Switch "trees" to "branches" throughout the entries and write the lines out again, leaving everything else unchanged.

# start of DATASET RECORDS

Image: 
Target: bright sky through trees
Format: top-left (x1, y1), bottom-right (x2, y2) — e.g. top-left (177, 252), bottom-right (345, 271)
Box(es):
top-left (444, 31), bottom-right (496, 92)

# end of DATASET RECORDS

SOLUTION TO THIS TASK —
Image: 
Target: bright sky through branches
Format: top-left (x1, y1), bottom-right (x2, y2) — e.g. top-left (177, 252), bottom-right (345, 271)
Box(es):
top-left (444, 31), bottom-right (496, 92)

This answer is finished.